Return the line containing "task | place a marker on each instance of the electrical" and all lines after it exactly; stop at the end of the material.

● **EXTRACTED RECORDS**
━━━━━━━━━━━━━━━━━━━━━━━━━━━━━━

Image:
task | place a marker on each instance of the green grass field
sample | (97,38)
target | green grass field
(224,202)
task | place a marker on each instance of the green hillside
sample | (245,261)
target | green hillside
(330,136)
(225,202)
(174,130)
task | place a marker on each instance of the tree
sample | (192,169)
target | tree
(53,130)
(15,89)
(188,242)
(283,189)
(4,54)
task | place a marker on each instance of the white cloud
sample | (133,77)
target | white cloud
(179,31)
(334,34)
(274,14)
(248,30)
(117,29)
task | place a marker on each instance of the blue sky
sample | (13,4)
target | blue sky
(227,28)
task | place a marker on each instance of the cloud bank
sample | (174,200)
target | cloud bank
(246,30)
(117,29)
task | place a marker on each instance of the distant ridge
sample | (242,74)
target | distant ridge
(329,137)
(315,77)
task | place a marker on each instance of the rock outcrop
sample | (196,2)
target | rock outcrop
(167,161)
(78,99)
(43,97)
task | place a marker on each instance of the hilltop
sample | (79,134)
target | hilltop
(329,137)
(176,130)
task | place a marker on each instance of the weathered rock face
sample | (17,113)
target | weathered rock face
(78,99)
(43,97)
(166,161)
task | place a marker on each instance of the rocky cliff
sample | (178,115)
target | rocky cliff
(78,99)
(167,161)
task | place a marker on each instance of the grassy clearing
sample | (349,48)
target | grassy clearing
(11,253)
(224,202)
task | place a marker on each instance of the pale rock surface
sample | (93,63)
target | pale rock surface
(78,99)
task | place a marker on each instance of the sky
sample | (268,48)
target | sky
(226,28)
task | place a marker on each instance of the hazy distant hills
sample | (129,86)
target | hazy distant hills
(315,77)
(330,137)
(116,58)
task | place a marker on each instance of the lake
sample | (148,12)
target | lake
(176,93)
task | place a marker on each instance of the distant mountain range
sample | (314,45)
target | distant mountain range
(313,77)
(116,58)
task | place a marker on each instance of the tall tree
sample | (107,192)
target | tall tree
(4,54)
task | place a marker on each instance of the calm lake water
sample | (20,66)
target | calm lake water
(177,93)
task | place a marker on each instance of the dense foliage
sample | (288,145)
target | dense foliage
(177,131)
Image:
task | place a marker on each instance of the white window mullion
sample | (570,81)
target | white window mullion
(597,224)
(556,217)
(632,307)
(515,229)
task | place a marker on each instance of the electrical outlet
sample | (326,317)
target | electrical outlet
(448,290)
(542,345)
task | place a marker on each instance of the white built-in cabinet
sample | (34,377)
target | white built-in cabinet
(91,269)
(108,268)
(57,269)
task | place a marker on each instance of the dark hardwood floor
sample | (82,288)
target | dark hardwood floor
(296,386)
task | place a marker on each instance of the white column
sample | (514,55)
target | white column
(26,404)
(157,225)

━━━━━━━━━━━━━━━━━━━━━━━━━━━━━━

● **COMPLETE OUTPUT**
task | place a marker on each instance of the electrical outlet
sample | (326,317)
target | electrical outlet
(448,290)
(542,345)
task | place a marker on each instance of the white built-in cabinet
sample | (34,377)
target | white built-in cabinet
(91,269)
(108,268)
(57,269)
task | place a marker on each instance of the dark hardwood floor
sample | (82,288)
target | dark hardwood floor
(296,386)
task | place a marker on each instance of the white column
sample | (514,55)
target | white column
(26,404)
(157,225)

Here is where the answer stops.